Turn every line of the items below into a numbered list, skipping any blank lines and leaving out the pictures.

Location identification items:
----

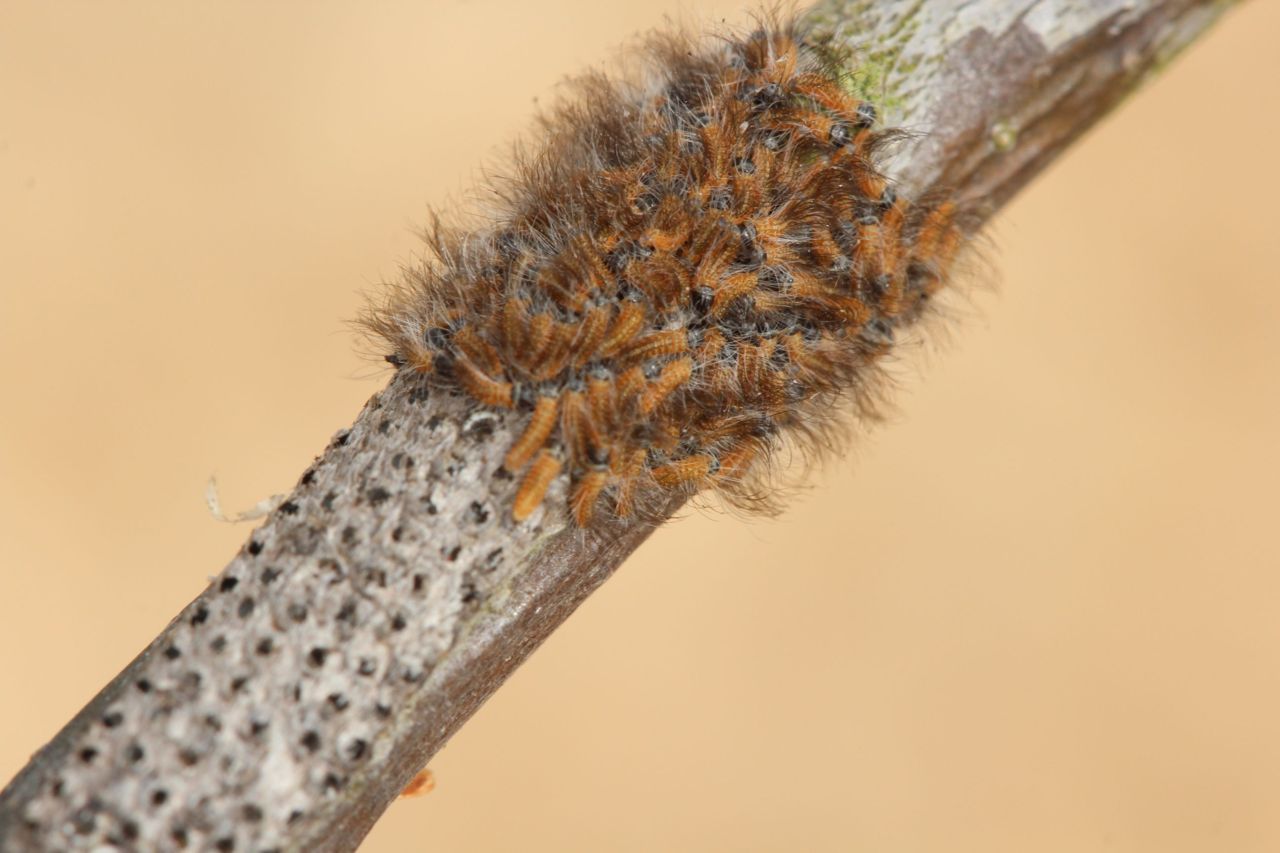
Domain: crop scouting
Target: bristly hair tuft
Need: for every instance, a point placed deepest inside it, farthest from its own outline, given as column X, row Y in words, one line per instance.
column 684, row 274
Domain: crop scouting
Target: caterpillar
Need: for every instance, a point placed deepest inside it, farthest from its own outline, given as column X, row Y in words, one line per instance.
column 686, row 273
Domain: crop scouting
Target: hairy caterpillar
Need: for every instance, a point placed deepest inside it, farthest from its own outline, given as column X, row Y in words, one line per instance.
column 684, row 276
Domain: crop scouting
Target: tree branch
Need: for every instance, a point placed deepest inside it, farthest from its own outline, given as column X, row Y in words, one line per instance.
column 389, row 596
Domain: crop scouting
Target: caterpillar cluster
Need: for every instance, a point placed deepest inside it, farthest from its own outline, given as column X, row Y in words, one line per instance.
column 685, row 274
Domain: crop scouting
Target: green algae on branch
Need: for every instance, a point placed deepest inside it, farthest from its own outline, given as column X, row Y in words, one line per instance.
column 874, row 69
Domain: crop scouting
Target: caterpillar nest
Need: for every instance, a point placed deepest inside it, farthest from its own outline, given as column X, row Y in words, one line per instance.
column 684, row 276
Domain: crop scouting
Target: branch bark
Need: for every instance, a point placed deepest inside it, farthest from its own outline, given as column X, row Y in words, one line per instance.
column 389, row 596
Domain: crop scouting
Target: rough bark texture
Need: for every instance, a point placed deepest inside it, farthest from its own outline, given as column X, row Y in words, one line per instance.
column 389, row 596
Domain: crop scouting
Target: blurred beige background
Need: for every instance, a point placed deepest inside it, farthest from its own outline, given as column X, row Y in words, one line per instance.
column 1037, row 611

----

__ANSWER TO THE PROBLEM__.
1. Domain: crop scouting
2. Target: bristly hair tuft
3. Need: for every instance, a point placed deepest inside it, farthest from its own outline, given as column X, row Y in words, one line per instance.
4. column 684, row 274
5. Domain: crop scouting
6. Target: caterpillar
7. Need: for every instance, a point placed deepest inside it, farthest from its own outline, given as column X, row Y in words, one line per instance.
8. column 686, row 273
9. Domain: crop scouting
10. Target: hairy caterpillar
11. Need: for every instance, a point placed deepest inside it, farthest from its own outline, given as column X, row Y in words, one line per instance.
12. column 684, row 276
13. Domain: crop scouting
14. Target: tree branch
15. Need: for every instance, a point placed deepest inside it, farthest from its own outline, given as column X, row Y in words, one line per instance.
16. column 389, row 596
17. Domain: crop scouting
18. Target: caterpillar cluster
19. Need: for every instance, a point placed deepest inside it, farthest from its own outline, given as column X, row Y in words, one line per instance.
20. column 685, row 274
21. Domain: crop scouting
22. Target: green algae on branch
23. Need: for every instance, a point placed deepest inside it, farthest from its own outline, given as column X, row Y in words, one line per instance.
24. column 874, row 69
25. Domain: crop scouting
26. Target: caterpillar nest
27. Need: for every instance, a point placed deepest inside it, farthest from its own outline, given as column X, row Y in words, one line per instance.
28. column 684, row 276
29. Domain: crop scouting
30. Target: branch bark
31. Need: for every instance, a point placed deepest inside it, farthest from its own outline, given as column X, row Y in words, one line per instance.
32. column 389, row 596
33. Domain: crop scouting
34. Target: rough bark texture
35. Need: for every instance, a point placed deepest inside it, farthest from its own outline, given as column X, row Y in words, one line per instance.
36. column 389, row 596
37. Domain: crop scouting
38. Target: blurred beige background
39. Need: for every instance, a point placed deepest inside it, farthest from its own outline, given as column X, row Y in words, one line per instance.
40. column 1037, row 611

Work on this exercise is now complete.